Top of Material provided

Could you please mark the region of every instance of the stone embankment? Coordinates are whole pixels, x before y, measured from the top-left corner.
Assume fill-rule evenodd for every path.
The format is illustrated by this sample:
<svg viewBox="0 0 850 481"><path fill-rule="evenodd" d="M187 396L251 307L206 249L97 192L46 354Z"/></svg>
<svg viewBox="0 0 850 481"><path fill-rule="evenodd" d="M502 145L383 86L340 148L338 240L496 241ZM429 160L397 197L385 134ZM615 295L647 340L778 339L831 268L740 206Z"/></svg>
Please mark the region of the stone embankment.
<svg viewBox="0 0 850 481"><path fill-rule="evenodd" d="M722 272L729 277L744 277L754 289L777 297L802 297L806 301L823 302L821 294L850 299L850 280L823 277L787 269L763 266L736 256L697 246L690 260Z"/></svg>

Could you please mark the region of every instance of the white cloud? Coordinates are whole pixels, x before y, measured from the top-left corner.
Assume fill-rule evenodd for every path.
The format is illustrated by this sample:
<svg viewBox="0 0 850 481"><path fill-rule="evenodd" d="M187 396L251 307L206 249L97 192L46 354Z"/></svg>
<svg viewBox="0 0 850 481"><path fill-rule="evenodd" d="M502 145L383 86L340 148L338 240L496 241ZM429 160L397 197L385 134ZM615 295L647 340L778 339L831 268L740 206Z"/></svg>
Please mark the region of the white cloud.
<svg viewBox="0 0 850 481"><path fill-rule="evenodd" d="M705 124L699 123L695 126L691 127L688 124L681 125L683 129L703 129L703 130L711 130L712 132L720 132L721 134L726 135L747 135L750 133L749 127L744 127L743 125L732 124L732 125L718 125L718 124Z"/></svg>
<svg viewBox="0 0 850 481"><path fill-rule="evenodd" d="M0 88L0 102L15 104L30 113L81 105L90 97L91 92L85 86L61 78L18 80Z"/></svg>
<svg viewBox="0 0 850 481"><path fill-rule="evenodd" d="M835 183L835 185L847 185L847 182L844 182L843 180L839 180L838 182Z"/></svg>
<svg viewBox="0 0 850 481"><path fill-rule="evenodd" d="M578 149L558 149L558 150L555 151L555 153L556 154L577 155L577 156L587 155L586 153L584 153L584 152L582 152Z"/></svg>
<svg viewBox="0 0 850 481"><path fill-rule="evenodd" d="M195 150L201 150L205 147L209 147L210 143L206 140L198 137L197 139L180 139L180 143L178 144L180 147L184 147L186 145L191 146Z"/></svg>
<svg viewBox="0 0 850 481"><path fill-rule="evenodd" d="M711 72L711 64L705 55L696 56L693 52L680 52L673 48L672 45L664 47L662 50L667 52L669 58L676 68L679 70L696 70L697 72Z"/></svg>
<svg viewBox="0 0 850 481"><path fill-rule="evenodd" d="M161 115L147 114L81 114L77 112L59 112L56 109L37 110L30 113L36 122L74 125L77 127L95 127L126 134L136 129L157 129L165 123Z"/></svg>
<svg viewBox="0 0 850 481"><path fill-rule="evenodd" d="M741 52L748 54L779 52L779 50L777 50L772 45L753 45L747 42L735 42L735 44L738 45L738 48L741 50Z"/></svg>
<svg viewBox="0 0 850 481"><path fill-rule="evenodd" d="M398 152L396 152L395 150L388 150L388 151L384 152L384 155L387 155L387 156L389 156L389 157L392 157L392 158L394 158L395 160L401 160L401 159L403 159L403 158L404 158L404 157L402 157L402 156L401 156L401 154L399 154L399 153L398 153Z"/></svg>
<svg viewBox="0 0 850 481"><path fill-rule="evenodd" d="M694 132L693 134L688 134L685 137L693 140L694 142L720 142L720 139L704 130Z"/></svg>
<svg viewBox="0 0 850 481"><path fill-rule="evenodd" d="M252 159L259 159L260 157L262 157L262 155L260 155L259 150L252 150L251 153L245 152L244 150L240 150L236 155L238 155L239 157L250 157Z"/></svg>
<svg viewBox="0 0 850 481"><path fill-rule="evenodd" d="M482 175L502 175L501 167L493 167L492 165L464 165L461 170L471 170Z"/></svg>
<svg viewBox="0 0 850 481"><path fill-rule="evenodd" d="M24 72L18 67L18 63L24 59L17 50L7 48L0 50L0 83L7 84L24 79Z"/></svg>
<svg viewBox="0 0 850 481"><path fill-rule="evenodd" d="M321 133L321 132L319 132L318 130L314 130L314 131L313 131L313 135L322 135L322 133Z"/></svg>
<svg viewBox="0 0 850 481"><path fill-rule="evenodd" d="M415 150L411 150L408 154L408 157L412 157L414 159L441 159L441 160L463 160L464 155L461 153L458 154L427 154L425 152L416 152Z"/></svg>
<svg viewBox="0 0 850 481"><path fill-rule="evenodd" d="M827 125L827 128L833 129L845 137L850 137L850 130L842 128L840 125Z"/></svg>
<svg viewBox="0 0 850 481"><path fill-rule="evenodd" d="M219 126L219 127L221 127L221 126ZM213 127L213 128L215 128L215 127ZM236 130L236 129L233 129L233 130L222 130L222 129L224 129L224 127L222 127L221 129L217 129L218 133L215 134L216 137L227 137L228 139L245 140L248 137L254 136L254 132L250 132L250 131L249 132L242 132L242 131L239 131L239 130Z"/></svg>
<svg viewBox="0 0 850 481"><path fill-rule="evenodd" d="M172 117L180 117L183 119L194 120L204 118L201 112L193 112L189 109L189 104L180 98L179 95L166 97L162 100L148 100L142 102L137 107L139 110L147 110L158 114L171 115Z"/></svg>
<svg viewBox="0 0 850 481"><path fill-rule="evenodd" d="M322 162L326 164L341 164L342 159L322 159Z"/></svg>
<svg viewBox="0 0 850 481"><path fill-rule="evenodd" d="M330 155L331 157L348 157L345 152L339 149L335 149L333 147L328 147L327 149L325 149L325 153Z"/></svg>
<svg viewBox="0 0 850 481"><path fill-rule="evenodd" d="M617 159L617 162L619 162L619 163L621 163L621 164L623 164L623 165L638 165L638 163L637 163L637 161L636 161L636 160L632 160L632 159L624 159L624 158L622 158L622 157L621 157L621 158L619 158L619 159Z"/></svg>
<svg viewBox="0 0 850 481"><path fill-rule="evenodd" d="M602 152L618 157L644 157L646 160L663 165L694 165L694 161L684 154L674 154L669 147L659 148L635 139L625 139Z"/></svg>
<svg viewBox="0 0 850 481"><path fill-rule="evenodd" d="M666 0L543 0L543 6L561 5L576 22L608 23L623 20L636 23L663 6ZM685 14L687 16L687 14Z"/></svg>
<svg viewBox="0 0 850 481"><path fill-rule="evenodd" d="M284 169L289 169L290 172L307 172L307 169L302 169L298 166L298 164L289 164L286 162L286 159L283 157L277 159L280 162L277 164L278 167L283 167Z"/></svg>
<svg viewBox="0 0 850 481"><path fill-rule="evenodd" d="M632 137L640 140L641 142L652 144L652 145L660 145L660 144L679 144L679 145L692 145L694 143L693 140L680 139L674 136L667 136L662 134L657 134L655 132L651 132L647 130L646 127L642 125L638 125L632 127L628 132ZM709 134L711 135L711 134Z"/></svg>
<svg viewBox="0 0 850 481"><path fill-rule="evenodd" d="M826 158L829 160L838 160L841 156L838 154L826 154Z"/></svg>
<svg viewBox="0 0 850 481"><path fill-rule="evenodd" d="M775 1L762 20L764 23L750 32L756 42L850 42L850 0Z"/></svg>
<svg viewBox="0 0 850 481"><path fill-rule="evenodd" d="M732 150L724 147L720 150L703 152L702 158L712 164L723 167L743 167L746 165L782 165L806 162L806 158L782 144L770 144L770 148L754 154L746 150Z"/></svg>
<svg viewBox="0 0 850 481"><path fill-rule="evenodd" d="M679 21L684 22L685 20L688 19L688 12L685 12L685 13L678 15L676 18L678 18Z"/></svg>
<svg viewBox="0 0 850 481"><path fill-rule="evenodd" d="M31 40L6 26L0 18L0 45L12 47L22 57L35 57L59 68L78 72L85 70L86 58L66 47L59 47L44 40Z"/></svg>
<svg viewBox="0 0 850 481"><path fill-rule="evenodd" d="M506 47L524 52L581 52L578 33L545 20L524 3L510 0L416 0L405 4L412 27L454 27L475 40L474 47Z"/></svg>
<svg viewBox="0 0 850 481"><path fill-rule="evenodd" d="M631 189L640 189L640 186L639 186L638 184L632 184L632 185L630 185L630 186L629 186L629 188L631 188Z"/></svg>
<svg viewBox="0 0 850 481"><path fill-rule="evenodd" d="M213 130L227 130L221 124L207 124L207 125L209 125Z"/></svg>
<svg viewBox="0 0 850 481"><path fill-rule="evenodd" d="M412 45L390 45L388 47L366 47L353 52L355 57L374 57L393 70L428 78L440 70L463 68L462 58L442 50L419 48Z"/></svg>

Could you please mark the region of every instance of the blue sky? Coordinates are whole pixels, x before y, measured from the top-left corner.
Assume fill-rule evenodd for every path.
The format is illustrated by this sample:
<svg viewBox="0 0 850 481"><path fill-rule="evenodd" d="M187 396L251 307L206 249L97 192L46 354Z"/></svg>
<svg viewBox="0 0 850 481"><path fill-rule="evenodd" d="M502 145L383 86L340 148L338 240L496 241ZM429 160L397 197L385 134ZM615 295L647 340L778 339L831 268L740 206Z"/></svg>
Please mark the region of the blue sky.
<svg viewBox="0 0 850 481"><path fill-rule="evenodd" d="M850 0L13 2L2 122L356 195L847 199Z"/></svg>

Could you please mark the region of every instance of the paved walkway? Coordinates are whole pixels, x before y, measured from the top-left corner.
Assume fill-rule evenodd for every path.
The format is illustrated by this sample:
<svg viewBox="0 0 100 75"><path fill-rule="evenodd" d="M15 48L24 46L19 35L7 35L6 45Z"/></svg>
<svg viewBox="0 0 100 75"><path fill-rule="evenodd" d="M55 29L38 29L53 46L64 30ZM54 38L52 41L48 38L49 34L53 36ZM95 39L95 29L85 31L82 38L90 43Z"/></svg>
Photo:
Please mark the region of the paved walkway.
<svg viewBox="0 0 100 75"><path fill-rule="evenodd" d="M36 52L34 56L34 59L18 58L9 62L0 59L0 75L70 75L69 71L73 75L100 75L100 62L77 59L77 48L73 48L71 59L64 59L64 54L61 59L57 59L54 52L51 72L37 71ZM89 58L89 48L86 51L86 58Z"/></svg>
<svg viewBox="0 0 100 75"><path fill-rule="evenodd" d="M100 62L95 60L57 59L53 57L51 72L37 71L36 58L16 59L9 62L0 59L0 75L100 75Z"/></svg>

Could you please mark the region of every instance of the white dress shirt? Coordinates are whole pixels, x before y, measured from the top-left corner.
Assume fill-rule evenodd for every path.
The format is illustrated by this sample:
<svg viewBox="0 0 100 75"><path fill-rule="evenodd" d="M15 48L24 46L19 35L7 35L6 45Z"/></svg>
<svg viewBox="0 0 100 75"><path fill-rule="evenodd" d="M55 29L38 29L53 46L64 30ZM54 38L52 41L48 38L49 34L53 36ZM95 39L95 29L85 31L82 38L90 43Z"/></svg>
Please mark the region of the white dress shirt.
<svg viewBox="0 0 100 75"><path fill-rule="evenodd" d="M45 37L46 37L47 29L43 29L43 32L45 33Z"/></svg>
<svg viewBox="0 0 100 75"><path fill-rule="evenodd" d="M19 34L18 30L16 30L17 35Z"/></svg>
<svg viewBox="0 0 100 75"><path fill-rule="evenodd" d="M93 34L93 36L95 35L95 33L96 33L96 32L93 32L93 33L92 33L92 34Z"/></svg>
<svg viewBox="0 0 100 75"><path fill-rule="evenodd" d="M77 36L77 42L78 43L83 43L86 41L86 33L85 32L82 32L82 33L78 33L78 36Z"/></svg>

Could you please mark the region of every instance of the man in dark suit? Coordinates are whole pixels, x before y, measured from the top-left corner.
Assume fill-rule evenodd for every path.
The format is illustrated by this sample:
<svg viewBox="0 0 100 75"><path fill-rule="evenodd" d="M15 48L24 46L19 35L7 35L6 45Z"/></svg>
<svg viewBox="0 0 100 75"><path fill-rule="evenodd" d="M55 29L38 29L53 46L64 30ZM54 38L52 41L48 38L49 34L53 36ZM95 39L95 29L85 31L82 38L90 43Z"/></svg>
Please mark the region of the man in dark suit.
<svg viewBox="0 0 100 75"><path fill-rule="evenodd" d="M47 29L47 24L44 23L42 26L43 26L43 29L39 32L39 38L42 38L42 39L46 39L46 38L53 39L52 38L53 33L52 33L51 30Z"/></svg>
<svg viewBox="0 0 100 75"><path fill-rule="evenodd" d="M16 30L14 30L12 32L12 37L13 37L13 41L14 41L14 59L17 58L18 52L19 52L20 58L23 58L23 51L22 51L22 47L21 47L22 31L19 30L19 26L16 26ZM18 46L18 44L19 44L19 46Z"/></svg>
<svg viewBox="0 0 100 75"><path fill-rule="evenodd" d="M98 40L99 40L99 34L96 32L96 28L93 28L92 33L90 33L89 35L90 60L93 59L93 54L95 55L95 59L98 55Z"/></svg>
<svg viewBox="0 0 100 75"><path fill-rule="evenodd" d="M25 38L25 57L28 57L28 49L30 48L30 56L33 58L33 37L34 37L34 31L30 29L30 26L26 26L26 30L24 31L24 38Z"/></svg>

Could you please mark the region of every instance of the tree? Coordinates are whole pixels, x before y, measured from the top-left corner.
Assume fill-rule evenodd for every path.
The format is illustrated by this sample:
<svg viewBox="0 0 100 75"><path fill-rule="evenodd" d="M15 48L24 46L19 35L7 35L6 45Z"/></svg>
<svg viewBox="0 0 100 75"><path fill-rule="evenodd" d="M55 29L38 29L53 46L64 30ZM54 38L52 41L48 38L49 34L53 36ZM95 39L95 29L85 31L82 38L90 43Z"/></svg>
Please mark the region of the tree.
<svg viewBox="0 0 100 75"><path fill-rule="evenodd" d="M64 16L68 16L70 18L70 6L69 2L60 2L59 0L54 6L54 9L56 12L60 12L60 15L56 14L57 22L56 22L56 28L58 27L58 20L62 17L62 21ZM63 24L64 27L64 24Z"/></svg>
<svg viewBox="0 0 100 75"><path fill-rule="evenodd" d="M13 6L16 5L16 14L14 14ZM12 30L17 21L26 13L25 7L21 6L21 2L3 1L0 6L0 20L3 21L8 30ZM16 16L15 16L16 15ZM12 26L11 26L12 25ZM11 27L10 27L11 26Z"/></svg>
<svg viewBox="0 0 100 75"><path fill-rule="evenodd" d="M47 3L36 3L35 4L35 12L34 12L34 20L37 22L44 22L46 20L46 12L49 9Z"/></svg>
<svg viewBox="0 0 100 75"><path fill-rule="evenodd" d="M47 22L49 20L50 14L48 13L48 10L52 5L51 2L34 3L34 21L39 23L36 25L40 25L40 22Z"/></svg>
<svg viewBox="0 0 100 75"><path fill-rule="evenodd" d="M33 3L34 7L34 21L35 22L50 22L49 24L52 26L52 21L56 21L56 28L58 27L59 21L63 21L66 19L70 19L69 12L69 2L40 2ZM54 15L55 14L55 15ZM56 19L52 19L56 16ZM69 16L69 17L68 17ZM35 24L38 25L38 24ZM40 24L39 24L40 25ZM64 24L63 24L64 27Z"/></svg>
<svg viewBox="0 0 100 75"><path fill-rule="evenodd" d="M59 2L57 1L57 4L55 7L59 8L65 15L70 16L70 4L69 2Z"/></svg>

Bottom of Material provided

- _Goal of the exercise_: Copy each line of the data above that holds "corner".

- _Answer for this exercise_:
Could you please mark the region of every instance of the stone embankment? Coordinates are whole pixels, x before y, measured from the top-left corner.
Could you please mark the region of every instance of the white cloud? Coordinates are whole pixels, x before y, measured from the top-left corner.
Could you please mark the region of every instance of the blue sky? Coordinates are whole pixels, x before y, measured from the top-left corner.
Could you please mark the region of every instance of the paved walkway? Coordinates are whole pixels, x before y, measured from the top-left corner.
Could you please mark the region of every instance of the white dress shirt? Coordinates are whole pixels, x before y, measured from the top-left corner.
Could you please mark the region of every instance of the man in dark suit? Coordinates are whole pixels, x before y, measured from the top-left corner.
Could you please mark the region of every instance of the tree? Coordinates are whole pixels, x before y, measured from the top-left corner.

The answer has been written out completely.